■ **Exercise**: Print only the line with "of the dark" and the lines after it, ending with the last line of the material, each exactly as it stands.

-- start Exercise material --

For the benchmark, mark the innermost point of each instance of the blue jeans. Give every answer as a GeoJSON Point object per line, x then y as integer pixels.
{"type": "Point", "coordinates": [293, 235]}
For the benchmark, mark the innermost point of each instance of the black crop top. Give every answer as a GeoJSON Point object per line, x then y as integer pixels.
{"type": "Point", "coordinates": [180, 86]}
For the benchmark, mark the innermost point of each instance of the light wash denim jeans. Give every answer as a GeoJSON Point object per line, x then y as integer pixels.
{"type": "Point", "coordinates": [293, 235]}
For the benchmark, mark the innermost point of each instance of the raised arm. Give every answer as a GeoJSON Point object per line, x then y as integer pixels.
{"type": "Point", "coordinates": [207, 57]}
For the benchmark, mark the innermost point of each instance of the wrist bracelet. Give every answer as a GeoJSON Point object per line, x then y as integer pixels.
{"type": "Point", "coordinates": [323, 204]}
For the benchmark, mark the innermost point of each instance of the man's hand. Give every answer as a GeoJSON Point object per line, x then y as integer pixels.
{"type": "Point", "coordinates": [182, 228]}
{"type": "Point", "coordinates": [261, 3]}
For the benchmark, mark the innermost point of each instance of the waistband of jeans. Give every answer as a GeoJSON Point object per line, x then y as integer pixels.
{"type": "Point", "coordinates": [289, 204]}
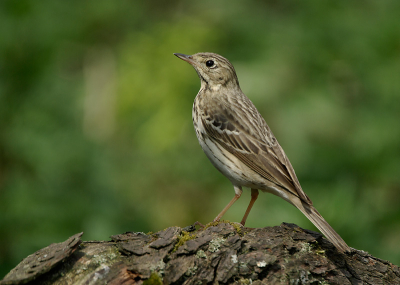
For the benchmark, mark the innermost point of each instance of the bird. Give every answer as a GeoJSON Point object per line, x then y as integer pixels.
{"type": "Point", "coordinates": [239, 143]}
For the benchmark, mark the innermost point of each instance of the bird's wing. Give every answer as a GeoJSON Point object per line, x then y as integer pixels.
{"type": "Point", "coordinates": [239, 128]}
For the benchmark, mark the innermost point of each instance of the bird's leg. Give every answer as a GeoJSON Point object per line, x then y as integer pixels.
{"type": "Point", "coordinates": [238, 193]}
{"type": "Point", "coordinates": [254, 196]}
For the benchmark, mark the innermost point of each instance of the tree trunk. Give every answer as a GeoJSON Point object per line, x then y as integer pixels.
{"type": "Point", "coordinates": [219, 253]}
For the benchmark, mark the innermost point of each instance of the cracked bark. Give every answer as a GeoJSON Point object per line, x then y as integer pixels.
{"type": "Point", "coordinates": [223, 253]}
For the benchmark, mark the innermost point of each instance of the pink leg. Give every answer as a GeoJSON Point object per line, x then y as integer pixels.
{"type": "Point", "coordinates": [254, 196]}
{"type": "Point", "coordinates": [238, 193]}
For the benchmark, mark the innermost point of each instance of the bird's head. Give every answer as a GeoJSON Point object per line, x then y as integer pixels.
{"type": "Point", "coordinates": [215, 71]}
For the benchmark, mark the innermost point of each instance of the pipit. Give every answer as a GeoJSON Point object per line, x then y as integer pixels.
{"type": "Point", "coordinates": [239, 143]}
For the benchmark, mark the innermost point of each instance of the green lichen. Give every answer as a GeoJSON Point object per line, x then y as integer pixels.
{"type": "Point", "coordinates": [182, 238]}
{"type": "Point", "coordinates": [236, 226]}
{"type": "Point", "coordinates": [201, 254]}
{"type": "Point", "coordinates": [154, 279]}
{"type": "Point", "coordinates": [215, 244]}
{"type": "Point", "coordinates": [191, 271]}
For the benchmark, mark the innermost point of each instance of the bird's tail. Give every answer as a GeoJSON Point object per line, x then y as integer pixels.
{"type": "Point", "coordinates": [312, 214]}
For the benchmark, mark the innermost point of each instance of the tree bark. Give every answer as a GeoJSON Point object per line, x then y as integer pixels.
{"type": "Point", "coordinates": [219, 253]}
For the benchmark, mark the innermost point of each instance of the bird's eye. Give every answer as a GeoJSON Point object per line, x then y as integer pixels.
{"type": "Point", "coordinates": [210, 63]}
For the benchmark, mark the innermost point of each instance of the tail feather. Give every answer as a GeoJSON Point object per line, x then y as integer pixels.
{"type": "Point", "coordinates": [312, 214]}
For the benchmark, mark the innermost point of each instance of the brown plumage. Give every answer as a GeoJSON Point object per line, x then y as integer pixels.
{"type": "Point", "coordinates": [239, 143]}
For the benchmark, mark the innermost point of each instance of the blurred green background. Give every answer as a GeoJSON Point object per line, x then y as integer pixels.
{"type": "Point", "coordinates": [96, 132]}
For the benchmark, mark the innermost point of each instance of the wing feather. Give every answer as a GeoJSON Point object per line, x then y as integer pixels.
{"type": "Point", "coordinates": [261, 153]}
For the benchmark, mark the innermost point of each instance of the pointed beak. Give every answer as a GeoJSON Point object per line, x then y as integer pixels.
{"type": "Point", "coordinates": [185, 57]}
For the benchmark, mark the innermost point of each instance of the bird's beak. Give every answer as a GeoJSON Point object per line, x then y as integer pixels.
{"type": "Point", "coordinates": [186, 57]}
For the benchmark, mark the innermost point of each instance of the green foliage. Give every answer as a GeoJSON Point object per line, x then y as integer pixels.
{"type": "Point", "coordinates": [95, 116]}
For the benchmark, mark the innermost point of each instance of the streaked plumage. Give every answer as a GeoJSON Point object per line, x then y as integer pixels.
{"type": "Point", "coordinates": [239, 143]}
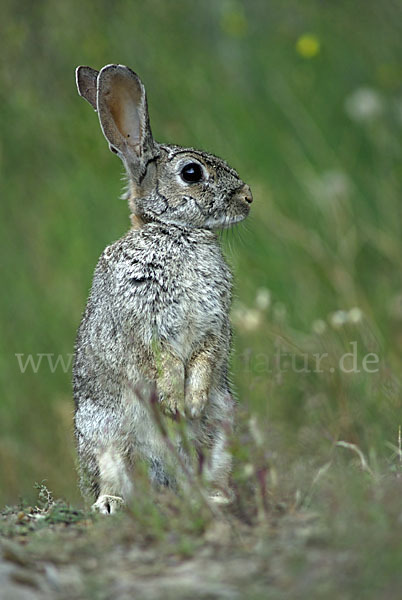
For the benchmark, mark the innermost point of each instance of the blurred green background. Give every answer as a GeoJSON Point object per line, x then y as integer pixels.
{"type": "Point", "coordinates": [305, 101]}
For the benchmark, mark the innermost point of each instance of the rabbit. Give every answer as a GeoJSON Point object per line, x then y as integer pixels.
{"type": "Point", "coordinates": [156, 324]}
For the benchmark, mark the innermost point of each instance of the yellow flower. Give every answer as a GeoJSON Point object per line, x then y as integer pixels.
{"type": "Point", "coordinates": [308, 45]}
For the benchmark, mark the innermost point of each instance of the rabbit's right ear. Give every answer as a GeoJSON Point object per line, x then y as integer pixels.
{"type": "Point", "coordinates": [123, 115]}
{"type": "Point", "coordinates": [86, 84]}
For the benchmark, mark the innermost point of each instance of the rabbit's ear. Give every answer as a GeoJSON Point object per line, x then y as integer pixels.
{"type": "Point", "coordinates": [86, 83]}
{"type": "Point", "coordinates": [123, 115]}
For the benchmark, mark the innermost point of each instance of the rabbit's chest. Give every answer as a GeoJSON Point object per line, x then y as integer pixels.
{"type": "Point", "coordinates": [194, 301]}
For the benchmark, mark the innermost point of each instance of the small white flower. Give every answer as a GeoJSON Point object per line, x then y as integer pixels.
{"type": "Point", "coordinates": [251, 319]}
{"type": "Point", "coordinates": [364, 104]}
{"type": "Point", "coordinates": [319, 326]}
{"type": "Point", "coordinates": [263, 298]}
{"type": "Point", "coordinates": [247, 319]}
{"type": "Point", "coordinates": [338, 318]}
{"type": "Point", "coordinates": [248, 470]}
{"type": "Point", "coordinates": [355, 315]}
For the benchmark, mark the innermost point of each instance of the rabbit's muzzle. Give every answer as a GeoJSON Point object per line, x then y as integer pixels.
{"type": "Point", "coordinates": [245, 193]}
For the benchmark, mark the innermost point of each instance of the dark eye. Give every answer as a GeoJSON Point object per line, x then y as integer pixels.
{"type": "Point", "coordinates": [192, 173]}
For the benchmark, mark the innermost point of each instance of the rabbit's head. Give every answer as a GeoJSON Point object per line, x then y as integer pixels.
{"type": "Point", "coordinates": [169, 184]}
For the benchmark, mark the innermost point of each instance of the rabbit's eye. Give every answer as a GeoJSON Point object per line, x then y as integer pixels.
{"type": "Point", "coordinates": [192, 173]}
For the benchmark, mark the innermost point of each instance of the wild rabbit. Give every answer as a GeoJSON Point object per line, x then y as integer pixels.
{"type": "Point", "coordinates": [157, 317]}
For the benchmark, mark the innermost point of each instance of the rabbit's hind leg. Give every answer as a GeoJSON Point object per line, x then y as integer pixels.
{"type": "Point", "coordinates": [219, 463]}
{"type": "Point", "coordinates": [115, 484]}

-- end Exercise material --

■ **Response below**:
For the benchmark, mark the innermost point of each instance of the dark eye. Give every answer as a GeoJSON Point object per line, x then y as integer pixels.
{"type": "Point", "coordinates": [192, 173]}
For the benchmark, mark the innermost point of each instance of the rabbit's head. Give every answer as a GeoJSON Point object per line, x then y as integer pixels.
{"type": "Point", "coordinates": [169, 184]}
For the benchmark, mark the innermost point of each instance of the rabbit's eye. Give every answer as a GeoJSON Point object per line, x then y as integer pixels.
{"type": "Point", "coordinates": [192, 173]}
For the benchmark, mark the innermost point of each instance of the wild rabbit. Give every answer as a GeoJSON Point object per line, x then y as integer pixels.
{"type": "Point", "coordinates": [157, 317]}
For the benchmark, mark the innermost point of each instance of the rabbit's hind leg. Give every answer as a GeoJSON Point object per line, x then y as integer pixels.
{"type": "Point", "coordinates": [219, 463]}
{"type": "Point", "coordinates": [115, 484]}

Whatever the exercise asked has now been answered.